Исходный текст:
К этому времени немецкие коммунисты разработали план освобождения лагеря. Информация в лагерь передавалась вопреки всем законам гитлеровского командования. Из нее узнавали, что война подходила к концу. Это понимали и фашисты. Они решили всех, кто находился в лагере, уничтожить в штольнях и скрыть от человечества свои чудовищные злодеяния. Но коммунисты, узнав об этом, вовремя сообщили в лагерь план фашистских действий.

А кто же руководил всей подпольной работой лагеря? Это был русский коммунист, полковник Старостин, по партийной кличке Этьен. Он был широкоплечий, седой, с низко опущенными руками и немного сгорбленный, но не сломленный фашизмом. При встрече с ним каждый чувствовал его своеобразный неповторимый взгляд и всегда проникался к нему доверием и уважением. Было в нем и что-то такое свое, волевое, неподдельное, организующее. Его слова всегда внушали доверие, вселяли надежду. И вот в критический момент, когда решалась судьба всего лагеря, полковник Старостин вышел перед строем и сказал: «Лучше умрем здесь стоя, чем там, в штольнях». Эти слова точно заколдовали всех. И ни один пленный не двинулся с места в этот знаменательный день, 4 мая 1945 года. А в ночь на 5 мая, немецкие коммунисты перебили часовых и взяли охрану лагеря в свои руки.

Первое, что сделали узники, это ворвались в крематорий и камеры, где проводились чудовищные опыты над живыми людьми, и освободили товарищей.

Задание: Продолжите текст об освобождении лагеря, начав сразу после его последнего предложения.

Данные, взятые из коллекции
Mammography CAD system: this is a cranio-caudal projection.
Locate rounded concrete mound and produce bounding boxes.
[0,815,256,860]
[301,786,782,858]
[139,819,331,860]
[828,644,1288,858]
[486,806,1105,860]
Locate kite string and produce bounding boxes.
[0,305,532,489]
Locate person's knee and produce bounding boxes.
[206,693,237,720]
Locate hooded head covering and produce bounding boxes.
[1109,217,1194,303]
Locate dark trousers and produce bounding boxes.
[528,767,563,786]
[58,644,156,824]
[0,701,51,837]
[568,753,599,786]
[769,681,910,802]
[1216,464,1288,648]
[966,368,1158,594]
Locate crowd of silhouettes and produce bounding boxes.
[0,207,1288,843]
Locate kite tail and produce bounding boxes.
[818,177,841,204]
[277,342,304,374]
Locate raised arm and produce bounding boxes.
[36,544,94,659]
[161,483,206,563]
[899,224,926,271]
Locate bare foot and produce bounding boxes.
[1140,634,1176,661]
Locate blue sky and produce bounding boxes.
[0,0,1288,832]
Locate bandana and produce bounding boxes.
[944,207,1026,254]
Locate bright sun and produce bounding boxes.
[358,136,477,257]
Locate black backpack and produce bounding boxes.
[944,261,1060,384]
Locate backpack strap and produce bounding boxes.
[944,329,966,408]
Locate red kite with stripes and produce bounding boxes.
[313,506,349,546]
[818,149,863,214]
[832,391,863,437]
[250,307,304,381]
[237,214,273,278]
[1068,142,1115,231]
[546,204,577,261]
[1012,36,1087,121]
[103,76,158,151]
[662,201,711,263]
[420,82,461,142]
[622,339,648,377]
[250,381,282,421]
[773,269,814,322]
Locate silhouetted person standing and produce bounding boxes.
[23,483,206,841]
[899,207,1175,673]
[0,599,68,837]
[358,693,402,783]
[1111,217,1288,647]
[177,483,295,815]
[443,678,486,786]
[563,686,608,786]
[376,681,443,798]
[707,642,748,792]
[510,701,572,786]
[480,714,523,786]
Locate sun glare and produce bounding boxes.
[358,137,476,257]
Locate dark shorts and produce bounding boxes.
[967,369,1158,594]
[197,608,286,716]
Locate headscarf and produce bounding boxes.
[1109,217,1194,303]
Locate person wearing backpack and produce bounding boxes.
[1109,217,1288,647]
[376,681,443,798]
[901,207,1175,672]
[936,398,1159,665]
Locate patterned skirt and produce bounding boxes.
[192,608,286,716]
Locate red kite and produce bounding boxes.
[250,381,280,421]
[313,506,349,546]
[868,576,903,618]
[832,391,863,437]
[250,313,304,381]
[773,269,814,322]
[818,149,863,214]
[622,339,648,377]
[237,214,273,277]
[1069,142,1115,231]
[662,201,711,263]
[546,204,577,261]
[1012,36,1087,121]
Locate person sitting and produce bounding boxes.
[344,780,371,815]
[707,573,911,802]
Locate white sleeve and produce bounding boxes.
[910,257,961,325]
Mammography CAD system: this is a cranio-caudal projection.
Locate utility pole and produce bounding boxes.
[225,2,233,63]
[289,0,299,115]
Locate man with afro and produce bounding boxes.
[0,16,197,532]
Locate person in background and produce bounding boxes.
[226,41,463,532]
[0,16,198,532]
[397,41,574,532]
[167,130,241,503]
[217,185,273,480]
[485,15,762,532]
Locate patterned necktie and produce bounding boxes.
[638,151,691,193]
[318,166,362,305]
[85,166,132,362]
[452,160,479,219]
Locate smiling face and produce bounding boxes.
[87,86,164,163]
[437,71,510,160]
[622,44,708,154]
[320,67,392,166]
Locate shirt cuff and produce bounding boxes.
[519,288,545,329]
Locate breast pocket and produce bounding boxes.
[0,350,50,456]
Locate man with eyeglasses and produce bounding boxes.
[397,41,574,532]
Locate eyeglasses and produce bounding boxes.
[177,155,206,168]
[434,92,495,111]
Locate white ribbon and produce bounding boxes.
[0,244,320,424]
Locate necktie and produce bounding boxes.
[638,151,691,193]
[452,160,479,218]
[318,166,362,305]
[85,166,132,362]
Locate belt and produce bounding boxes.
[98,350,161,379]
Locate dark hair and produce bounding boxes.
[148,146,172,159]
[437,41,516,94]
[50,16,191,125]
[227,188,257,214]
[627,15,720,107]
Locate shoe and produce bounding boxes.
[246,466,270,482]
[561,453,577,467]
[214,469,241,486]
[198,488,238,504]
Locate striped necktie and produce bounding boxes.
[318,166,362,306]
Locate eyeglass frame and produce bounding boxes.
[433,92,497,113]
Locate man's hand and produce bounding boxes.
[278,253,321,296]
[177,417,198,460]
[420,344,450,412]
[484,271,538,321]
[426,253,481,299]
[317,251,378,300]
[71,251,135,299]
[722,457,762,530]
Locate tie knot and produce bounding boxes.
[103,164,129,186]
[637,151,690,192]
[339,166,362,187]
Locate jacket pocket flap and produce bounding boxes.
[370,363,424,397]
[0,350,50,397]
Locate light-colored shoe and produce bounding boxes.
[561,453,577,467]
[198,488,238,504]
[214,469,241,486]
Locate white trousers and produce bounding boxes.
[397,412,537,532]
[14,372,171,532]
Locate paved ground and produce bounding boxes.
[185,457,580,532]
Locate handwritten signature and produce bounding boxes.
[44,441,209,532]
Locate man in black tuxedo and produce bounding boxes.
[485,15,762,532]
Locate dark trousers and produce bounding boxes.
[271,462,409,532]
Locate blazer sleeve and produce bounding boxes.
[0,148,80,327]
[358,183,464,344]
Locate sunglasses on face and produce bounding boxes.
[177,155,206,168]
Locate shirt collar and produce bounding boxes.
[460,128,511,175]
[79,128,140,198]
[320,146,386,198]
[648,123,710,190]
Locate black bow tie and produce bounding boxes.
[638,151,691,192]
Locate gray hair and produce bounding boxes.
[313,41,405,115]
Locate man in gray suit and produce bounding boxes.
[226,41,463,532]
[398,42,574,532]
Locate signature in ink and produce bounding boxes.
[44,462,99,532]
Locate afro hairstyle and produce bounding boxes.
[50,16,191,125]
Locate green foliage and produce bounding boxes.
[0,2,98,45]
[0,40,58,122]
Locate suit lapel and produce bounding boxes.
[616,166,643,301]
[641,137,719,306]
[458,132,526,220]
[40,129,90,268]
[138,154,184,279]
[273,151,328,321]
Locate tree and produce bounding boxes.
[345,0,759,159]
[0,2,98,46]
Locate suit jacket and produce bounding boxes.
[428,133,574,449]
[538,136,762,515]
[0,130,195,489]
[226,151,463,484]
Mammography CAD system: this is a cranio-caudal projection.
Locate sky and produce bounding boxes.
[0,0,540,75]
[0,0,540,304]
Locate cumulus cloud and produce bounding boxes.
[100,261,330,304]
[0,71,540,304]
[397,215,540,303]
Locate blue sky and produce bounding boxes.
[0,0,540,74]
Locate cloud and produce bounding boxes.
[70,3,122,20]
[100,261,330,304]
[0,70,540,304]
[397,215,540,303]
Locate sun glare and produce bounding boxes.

Ответ:
Своими глазами Александру Алексеевичу еще раз пришлось увидеть то, что трудно передать словами. Поразили не машины, при помощи которых проводились испытания, а люди. Это мумии из костей и кожи. Тогда и сам весил 34 килограмма. Но сравнивать себя с теми, кто был в камерах, невозможно. Трудно найти слова, чтобы описать ликования заключенных. Кто-то быстро придумал слова к песне и вот уже сначала группа, а затем и весь лагерь запел: «Мы узники кровавого фашизма, освобожденные из тюрем и лагерей. Мы шлем привет тебе, родная партия. Из глубины души истерзанной своей».

Хотя слова были подобраны и не в рифму, но они шли действительно из глубины души. Люди не верили, что смогли перенести все ужасы и остаться в живых. Вспоминаются слова Александра Нагорного, летчика, Героя Советского Союза, который поднялся на второй этаж гостиницы и не поверил себе. «Неужели я так высоко поднялся? Значит, жить буду». Все узники лагеря после освобождения были отправлены на лечение и отдых. Александр Алексеевич попал в отель Штейнкоголь вместе с Н.И. Митрофановым.

После отдыха Александр Алексеевич продолжал службу в Советской Армии и демобилизовался в звании старшины в 1946 году. Но еще не один год испытывал на себе все ужасы лагерной жизни. Долго, очень долго ходил и оглядывался по сторонам. Все ощущал рядом охранника с винтовкой. А кошмарные сны по ночам еще и в настоящее время иногда преследуют.

Я читаю последний документ, выданный Александру Алексеевичу сборным пунктом лагеря Эбензее. В нем указано, что Александр Алексеевич с 17/VII-1941 г. по 6/V-1945 г. находился в лагерях смерти: Дахау, Маутхаузен, С-Валинтин и Эбензее. А сам он мечтает встретиться со своими друзьями по лагерям. И где вы теперь, генерал-майор Митрофанов Николай Иванович, полковник Нагорный Александр и многие другие, откликнитесь!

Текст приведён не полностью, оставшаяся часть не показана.